▶ _Written problem_:
With the pictures left out, reproduce exactly the lines running from the line with "gray sweater in" to the last line of the material below.

▶ _Dataset excerpts_:
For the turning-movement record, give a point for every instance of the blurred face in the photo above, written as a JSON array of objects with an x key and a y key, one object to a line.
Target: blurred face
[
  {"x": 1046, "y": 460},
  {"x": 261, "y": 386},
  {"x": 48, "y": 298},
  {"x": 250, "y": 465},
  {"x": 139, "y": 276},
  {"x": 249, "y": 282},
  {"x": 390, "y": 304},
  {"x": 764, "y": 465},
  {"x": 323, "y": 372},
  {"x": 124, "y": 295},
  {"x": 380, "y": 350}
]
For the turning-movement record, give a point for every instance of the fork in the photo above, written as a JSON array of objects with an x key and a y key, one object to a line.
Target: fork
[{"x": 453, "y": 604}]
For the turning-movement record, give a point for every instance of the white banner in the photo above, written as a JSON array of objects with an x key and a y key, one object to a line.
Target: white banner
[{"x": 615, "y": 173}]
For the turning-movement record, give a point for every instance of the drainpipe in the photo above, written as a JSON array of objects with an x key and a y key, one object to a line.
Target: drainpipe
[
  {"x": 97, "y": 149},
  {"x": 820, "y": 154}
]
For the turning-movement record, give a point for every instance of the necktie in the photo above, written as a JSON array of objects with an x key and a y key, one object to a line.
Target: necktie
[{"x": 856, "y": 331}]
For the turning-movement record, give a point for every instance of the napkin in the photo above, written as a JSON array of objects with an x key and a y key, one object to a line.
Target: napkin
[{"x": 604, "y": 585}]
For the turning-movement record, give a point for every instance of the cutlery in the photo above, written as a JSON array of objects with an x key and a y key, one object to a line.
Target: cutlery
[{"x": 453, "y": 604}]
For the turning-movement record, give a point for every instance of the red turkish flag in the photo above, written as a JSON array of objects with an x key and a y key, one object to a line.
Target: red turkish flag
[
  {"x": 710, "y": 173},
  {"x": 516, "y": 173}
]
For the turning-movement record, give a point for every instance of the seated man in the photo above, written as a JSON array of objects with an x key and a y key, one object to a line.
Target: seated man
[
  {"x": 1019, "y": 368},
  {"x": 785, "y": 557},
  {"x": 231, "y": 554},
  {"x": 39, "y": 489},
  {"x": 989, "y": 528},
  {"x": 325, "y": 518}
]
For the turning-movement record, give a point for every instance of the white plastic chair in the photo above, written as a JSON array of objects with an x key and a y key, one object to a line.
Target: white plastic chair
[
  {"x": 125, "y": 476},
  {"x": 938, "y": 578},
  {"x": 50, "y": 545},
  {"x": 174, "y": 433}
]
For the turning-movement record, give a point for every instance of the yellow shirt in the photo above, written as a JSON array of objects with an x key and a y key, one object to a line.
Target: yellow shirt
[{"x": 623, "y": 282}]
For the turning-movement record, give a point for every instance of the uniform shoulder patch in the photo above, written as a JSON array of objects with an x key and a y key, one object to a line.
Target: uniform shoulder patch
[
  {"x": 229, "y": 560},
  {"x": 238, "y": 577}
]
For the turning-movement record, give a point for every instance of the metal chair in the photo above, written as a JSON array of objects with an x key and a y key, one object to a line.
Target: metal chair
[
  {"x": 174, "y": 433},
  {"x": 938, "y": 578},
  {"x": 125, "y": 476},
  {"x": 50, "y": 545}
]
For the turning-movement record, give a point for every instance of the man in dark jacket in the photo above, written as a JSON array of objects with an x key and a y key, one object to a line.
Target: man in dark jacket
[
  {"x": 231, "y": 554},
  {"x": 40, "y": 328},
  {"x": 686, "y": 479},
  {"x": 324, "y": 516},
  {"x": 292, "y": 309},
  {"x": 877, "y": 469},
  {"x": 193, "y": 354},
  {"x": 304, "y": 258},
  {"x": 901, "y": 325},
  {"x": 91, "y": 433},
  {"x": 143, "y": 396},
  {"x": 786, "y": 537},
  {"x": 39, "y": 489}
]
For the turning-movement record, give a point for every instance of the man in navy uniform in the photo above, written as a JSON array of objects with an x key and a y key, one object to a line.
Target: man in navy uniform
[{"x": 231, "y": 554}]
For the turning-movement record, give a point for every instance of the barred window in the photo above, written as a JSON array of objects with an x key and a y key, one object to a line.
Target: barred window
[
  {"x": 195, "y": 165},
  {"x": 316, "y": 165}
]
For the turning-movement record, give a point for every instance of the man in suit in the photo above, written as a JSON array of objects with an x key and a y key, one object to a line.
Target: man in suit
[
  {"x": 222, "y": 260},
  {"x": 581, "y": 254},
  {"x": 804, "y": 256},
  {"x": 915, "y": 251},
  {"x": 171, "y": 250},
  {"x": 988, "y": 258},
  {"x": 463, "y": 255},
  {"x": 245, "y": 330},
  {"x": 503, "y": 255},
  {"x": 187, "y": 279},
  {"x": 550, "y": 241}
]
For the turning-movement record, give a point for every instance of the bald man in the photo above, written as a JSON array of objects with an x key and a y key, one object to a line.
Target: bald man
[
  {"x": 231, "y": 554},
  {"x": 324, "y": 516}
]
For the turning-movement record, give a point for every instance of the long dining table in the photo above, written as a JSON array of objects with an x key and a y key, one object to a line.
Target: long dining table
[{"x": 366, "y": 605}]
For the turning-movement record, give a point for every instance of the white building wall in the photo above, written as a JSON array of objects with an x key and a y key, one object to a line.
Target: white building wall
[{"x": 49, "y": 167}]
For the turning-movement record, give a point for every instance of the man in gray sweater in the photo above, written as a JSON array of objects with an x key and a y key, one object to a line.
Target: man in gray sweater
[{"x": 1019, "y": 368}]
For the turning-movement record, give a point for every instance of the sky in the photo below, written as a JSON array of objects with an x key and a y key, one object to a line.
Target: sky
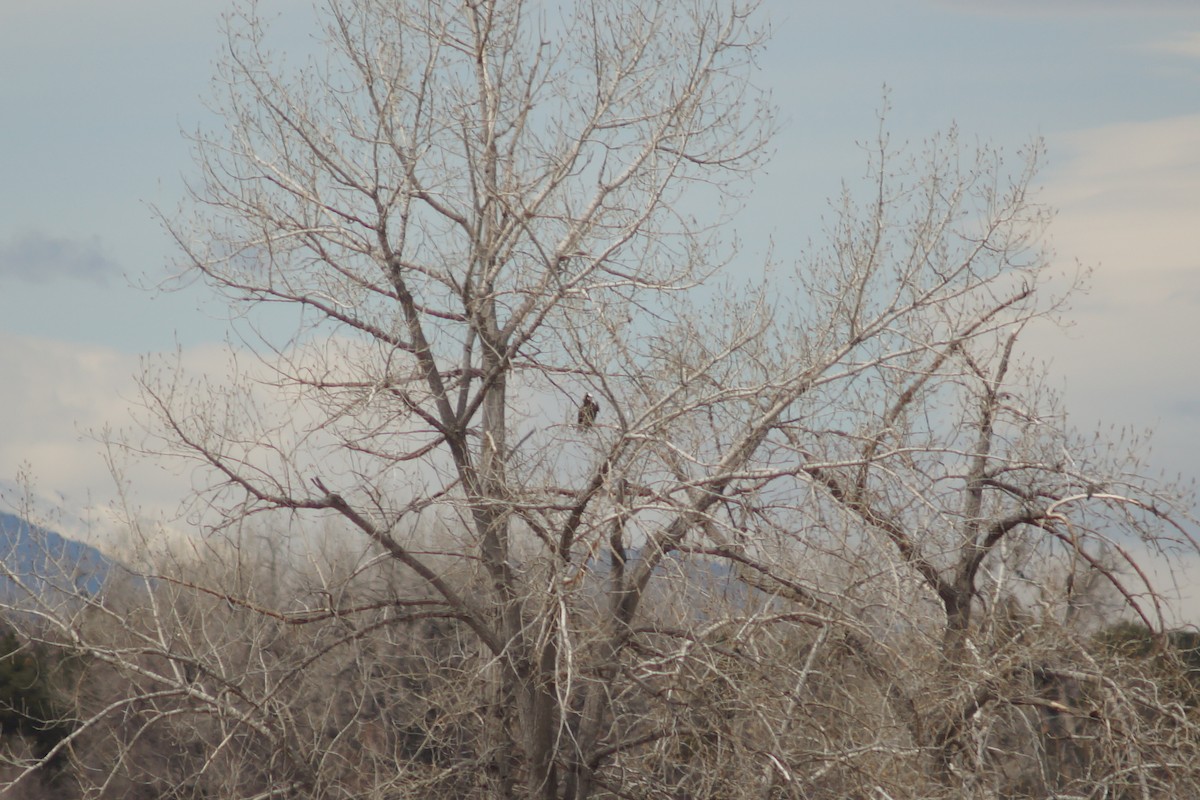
[{"x": 95, "y": 97}]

▶ _Reply_:
For the turning-movement record, give a point for every instance of the man in gray sweater in the photo above, written as a JSON array of objects with an x key and a y key, one object to a line.
Target: man in gray sweater
[{"x": 1019, "y": 368}]
For the turning-movement record, give a point for every instance of the sky in the photo below, written as a JSON array of objects with an x key and a y key, one object to a line.
Target: sky
[{"x": 95, "y": 97}]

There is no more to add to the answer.